--- RECORDED DATA ---
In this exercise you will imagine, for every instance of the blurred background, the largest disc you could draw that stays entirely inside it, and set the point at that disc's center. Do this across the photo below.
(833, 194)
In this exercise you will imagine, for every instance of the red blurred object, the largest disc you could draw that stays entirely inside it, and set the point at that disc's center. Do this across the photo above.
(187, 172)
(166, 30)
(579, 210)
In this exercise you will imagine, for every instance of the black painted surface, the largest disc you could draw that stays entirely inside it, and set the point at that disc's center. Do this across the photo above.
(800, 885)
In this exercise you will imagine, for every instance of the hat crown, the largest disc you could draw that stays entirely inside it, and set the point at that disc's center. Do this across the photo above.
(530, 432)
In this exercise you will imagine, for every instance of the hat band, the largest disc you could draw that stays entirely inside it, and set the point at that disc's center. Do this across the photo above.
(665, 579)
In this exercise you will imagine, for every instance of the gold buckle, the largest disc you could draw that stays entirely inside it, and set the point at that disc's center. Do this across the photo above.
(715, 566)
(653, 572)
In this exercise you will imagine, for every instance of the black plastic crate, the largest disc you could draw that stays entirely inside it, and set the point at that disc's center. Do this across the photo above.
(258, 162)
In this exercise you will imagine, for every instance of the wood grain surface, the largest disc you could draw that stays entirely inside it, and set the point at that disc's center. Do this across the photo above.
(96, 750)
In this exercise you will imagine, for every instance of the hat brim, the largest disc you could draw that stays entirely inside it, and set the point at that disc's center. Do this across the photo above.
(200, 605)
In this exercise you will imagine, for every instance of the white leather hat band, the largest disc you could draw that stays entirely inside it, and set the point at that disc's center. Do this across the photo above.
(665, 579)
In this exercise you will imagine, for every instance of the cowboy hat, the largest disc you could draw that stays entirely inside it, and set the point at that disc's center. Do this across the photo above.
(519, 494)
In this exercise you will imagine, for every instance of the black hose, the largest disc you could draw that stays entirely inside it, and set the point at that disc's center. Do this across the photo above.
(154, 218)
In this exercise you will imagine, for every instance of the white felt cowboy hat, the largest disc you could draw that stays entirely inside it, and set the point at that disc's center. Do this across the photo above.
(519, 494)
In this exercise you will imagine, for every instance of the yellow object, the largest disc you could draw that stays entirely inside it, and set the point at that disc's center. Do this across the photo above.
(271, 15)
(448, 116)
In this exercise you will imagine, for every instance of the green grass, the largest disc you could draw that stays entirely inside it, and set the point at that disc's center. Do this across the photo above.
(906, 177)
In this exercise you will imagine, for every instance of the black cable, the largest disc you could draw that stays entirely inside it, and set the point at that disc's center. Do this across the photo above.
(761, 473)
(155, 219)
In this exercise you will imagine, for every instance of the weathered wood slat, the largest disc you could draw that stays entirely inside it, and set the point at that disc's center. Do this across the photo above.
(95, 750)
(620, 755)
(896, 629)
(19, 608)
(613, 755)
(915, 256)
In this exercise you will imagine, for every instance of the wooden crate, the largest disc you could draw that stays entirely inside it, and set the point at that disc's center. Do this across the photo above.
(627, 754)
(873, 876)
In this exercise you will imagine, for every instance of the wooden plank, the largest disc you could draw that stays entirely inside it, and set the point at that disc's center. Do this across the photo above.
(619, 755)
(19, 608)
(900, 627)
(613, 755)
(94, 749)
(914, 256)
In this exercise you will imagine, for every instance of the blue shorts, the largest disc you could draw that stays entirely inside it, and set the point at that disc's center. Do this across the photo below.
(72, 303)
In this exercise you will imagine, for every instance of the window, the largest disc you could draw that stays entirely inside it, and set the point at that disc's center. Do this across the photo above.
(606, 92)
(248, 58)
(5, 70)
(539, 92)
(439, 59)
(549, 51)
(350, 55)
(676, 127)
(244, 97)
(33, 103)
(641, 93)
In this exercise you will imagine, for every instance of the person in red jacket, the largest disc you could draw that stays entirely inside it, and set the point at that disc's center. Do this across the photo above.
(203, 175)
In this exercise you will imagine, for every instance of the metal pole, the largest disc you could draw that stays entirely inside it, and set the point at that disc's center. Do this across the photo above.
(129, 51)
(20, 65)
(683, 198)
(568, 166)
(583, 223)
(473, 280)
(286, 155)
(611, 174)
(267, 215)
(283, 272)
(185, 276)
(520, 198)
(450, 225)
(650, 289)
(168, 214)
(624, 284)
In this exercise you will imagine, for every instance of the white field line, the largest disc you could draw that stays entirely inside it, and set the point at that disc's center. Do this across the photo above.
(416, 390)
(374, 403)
---
_ASSIGNED TASK:_ Retype the entries one by one, exactly.

_SOLUTION BELOW:_
In this exercise you will imagine, for every instance of the blurred background, the largest disc you could draw that stays entirely inside it, and set the point at that disc's center. Do this across the photo below.
(833, 194)
In this exercise you will imagine, for every instance of the red blurred object, the largest disc you could draw that stays entirely inside it, and set the point at that disc's center. Do this across the photo above.
(187, 172)
(166, 30)
(579, 210)
In this exercise you will imagine, for every instance of the black painted surface, the largest disc you could draw that stays entirely inside it, and set the point at that disc's center. Do this across the photo above.
(800, 885)
In this exercise you will imagine, for every instance of the hat crown, the largest disc you could draw that stays entirely inside it, and set the point at that disc's center. Do this across the photo above.
(530, 432)
In this exercise you will imagine, for every instance of the hat band, the largest disc you could draw that stays entirely inside it, and set the point at that disc's center. Do this across the photo above.
(665, 579)
In this exercise you will imagine, for every instance of the gold buckle, the largest disc you could draw that stays entirely inside it, and set the point at that disc's center. Do this across the photo above.
(715, 566)
(653, 572)
In this exercise you will imagine, for every instance of the black plastic crate, the largest disc you could draw that stays entirely inside it, and set the point at that disc's center. Do this across the photo above.
(258, 162)
In this exercise you will imagine, for every instance of the wood grain surface, the largest disc you could draw that stays entirely inside it, and set the point at that disc's center. Do this across the photo above.
(96, 750)
In this exercise you will imagine, for every instance of the hat brim, the largest disc you could draw that stays entirely inside it, and set the point at that disc's center. Do this across the photo above.
(200, 605)
In this exercise you will imagine, for every instance of the white leather hat band, the largest disc you could draw that stays entirely inside it, and set the point at that disc's center. Do this across the photo above.
(665, 579)
In this exercise you will imagine, for every instance of the cowboy hat, the largest disc you could draw that stays entirely inside it, and set the point at that disc's center. Do this across the photo above.
(519, 494)
In this exercise you will imagine, for every instance of the black hose, the largest disc you could draw that stays entirely inside it, and set the point at that disc's center. Do this across the photo above.
(154, 218)
In this exercise you will imagine, for every instance of the white felt cowboy hat, the largest disc you could draw that stays entirely inside it, and set the point at that disc's center. Do this across the photo above.
(519, 494)
In this exercise you will imagine, for every instance of the yellow object, the largest disc you could draw that stays entirely inside it, and set the point at that disc's center. Do this across the photo above.
(271, 15)
(448, 116)
In this exercise you will imagine, for every instance of the green grass, the largest disc you could draw that stays entirely inside it, and set the point at that disc's center. Do this across the photo above.
(906, 177)
In this exercise you will imagine, for every instance of the black cable, the largest disc you could draw that stays entirely inside it, and set the point at that disc's center. Do this across the photo above.
(761, 473)
(155, 219)
In this exercise you will imagine, for every instance of the weathered wood slat, the largest disc you could draw that stays entirely inside it, and set the point at that disc's center. Do this across the photo above.
(95, 750)
(620, 755)
(896, 629)
(19, 608)
(613, 755)
(915, 256)
In this exercise you will imagine, for every instance of the wooden crate, the largest disc you could draw that stays entirely inside it, and set the point at that disc's center. Do this across the photo above.
(627, 754)
(873, 876)
In this exercise you will imagine, for every instance of the wooden plank, the largest disc you could draw that stays entirely inside it, and set the point at that disc's center. Do this across the photo above.
(619, 755)
(19, 608)
(900, 627)
(613, 755)
(94, 749)
(914, 256)
In this exercise you will imagine, for every instance of the blue shorts, the largest disc you could draw that stays entirely inside it, and set the point at that disc's center. Do this across the photo below.
(72, 303)
In this exercise you will imagine, for every instance of the window, the largest disc you could draw that stays entirely inside it, and set the point at that disc's center. Do this across the photo above.
(606, 92)
(248, 58)
(5, 70)
(539, 92)
(439, 59)
(549, 51)
(350, 55)
(676, 127)
(244, 97)
(33, 103)
(641, 93)
In this exercise you will imagine, for every instance of the person in red jacket, the largest disc you could draw that stays entirely inside it, and set the point at that disc's center. Do this across the photo above.
(203, 175)
In this exercise you will imagine, for every instance of the metal pole, the largest disc you could draw that stays entirely inside it, and set the point at that disc's center. Do this across the photo above.
(129, 51)
(20, 65)
(683, 198)
(568, 166)
(583, 223)
(473, 280)
(286, 155)
(611, 174)
(267, 215)
(283, 272)
(185, 276)
(520, 198)
(450, 225)
(650, 289)
(168, 214)
(624, 284)
In this exercise you will imagine, for every instance of the white field line, the largest disc you could draw that stays entirely inside it, and set the point at that disc's center. Do this across the photo above.
(416, 390)
(374, 403)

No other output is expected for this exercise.